** Work instructions **
Retype each entry exactly. Skip any pictures.

══════════

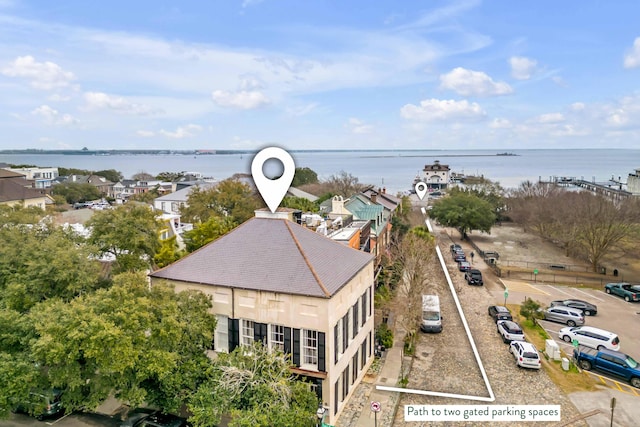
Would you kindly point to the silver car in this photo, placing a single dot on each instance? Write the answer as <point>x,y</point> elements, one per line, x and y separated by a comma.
<point>562,314</point>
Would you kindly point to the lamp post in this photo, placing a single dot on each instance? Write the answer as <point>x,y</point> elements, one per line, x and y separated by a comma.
<point>320,415</point>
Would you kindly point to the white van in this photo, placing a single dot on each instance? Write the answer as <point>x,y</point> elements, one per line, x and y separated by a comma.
<point>431,318</point>
<point>591,337</point>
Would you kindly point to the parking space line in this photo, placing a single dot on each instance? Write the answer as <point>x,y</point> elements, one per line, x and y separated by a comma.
<point>588,294</point>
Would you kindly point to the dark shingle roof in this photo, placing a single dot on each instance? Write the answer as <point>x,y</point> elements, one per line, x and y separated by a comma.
<point>274,255</point>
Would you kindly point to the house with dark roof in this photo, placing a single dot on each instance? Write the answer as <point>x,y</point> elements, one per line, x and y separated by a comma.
<point>436,176</point>
<point>273,280</point>
<point>15,189</point>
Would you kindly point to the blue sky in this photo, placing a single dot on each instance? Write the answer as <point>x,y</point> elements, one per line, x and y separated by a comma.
<point>243,74</point>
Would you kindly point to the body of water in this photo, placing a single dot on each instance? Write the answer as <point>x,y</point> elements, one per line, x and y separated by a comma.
<point>394,170</point>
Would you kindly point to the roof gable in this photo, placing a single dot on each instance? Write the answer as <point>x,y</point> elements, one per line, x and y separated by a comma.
<point>273,255</point>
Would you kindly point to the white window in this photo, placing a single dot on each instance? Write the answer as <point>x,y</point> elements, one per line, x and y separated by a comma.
<point>309,347</point>
<point>221,342</point>
<point>276,337</point>
<point>246,332</point>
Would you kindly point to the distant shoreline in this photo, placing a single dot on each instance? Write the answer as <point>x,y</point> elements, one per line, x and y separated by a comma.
<point>227,152</point>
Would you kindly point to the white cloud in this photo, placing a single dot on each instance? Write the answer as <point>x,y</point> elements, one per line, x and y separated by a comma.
<point>56,97</point>
<point>550,118</point>
<point>473,83</point>
<point>302,110</point>
<point>437,110</point>
<point>52,116</point>
<point>245,100</point>
<point>632,59</point>
<point>145,133</point>
<point>99,100</point>
<point>522,67</point>
<point>181,132</point>
<point>41,75</point>
<point>357,126</point>
<point>499,123</point>
<point>577,106</point>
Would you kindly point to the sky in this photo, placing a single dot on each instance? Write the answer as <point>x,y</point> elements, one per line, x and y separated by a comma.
<point>244,74</point>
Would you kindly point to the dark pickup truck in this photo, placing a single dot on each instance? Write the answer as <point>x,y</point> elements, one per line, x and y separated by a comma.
<point>610,362</point>
<point>473,277</point>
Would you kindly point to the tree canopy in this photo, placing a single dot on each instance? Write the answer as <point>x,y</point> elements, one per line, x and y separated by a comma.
<point>129,232</point>
<point>256,386</point>
<point>464,211</point>
<point>586,225</point>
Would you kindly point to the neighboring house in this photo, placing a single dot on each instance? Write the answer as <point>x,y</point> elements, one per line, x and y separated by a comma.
<point>436,176</point>
<point>104,186</point>
<point>42,177</point>
<point>364,209</point>
<point>173,202</point>
<point>15,189</point>
<point>275,281</point>
<point>296,192</point>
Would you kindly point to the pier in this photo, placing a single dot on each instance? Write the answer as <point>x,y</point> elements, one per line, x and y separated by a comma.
<point>612,189</point>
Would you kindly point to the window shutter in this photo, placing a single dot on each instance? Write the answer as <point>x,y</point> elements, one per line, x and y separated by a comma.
<point>355,319</point>
<point>260,333</point>
<point>345,332</point>
<point>335,344</point>
<point>234,334</point>
<point>322,366</point>
<point>287,341</point>
<point>296,347</point>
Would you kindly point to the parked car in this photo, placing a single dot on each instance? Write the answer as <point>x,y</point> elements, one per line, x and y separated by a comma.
<point>155,419</point>
<point>625,290</point>
<point>473,277</point>
<point>510,331</point>
<point>587,308</point>
<point>464,266</point>
<point>526,354</point>
<point>609,361</point>
<point>591,337</point>
<point>458,257</point>
<point>498,312</point>
<point>562,314</point>
<point>42,404</point>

══════════

** Answer box **
Would you kindly point to the silver car in this photo, placing a single dot on each instance? Write the answer as <point>x,y</point> elements, one per line, x and y separated by a comma.
<point>562,314</point>
Would you kindly point to the lamp post in this photo, placing a single dot on each instance? Write the answer as <point>x,y</point> elements, one per line, x and y separated by a comma.
<point>320,415</point>
Would you kindly point to the white van in this photo, placing a single dot on each instance? Write the answer as <point>x,y</point> elements, one per line, x and y separated by a comma.
<point>431,318</point>
<point>591,337</point>
Would you kindly point to the parking space line in this photo, placing a single dot on each instance? Write the answer as <point>x,y</point> elements, one per line, x and y separated by a comma.
<point>588,294</point>
Would you kindly point to the dark shingle roof in this photo, placing a single dot on each instance? Write the answer as <point>x,y</point> elements, one per line, x and y separated by a comma.
<point>274,255</point>
Would you kindly point to the house with dark roof in this photo, placing a single dot on each instance? Write the answer as <point>x,y</point> elements, one per line, x and y separated by a comma.
<point>436,176</point>
<point>273,280</point>
<point>15,189</point>
Would you kindly point to the blue sky in this photo, placing a single dot on each instance? Write the answer as <point>x,y</point> elements, one per line, x and y separated by a comma.
<point>243,74</point>
Would you kindly point to the body of water in this photo, placing a single dot on each instance? Write the answer as <point>x,y</point> elements, one per line, x and y separated by a comma.
<point>394,170</point>
Would you kindly point to the roof gable in this photo, placing a single dot on each instance? Write the answer as <point>x,y</point> elements, one per line, x and y separated by a comma.
<point>273,255</point>
Would you kindly point to the white window in this photo, placing a single dot on each instance? Write the answer as <point>x,y</point> elements, one per line, x and y separated by a comma.
<point>309,347</point>
<point>221,342</point>
<point>276,337</point>
<point>246,332</point>
Would you kindly point to the distant shoreline in this photo, placing a single dot on each instance? Write the answer as <point>x,y</point> elements, one per line, x and y separated by a comma.
<point>227,152</point>
Would you kindly point to the white cloud in this photo, placing a single dot on each instance? Write the answer as <point>x,y</point> elements, one per line, x and y separated by a comma.
<point>56,97</point>
<point>550,118</point>
<point>473,83</point>
<point>302,110</point>
<point>437,110</point>
<point>52,116</point>
<point>245,100</point>
<point>632,59</point>
<point>145,133</point>
<point>99,100</point>
<point>522,67</point>
<point>181,132</point>
<point>41,75</point>
<point>357,126</point>
<point>499,123</point>
<point>577,106</point>
Would you kindly point to the sky in this photo, placing a single dot on each instance? Write the answer as <point>x,y</point> elements, one per line, x and y separated by a comma.
<point>244,74</point>
Would you kindly point to the dark pickup truck in this photo, placing a single dot on each instance? Write the answer as <point>x,y</point> elements, one per line, x and y separated by a comma.
<point>610,362</point>
<point>473,277</point>
Would you kindly point to the tree canopy in this photo, placing a single dot on each instance? Write the answer as <point>x,y</point> elements, one per line, x and y separated by a comma.
<point>129,232</point>
<point>256,386</point>
<point>464,211</point>
<point>586,225</point>
Would you kindly point to the neighboring house in this photo, placing a single dot on each instance? Write the answer as <point>x,y</point> elements, one per line, x and y separated by a comma.
<point>436,176</point>
<point>104,186</point>
<point>42,177</point>
<point>364,209</point>
<point>173,202</point>
<point>15,189</point>
<point>275,281</point>
<point>296,192</point>
Would you kindly point to the pier in this photo, placing a single dot on each instance? Write the answer as <point>x,y</point> elements, one per line, x and y separated by a comma.
<point>612,189</point>
Would you kindly point to the window shutter in this photo, placing a single dot on each instance? Write the answer as <point>x,y</point> elements, one per line, x and y separated by a comma.
<point>355,319</point>
<point>260,333</point>
<point>345,332</point>
<point>335,344</point>
<point>234,334</point>
<point>322,366</point>
<point>287,341</point>
<point>296,347</point>
Would you kindly point to the parked car in this photo, placing a single dot on each instance? Write the answer as <point>x,y</point> elements, one per line, x and y separated by a comma.
<point>155,419</point>
<point>625,290</point>
<point>473,277</point>
<point>510,331</point>
<point>587,308</point>
<point>464,266</point>
<point>526,354</point>
<point>609,361</point>
<point>591,337</point>
<point>458,257</point>
<point>498,312</point>
<point>562,314</point>
<point>42,404</point>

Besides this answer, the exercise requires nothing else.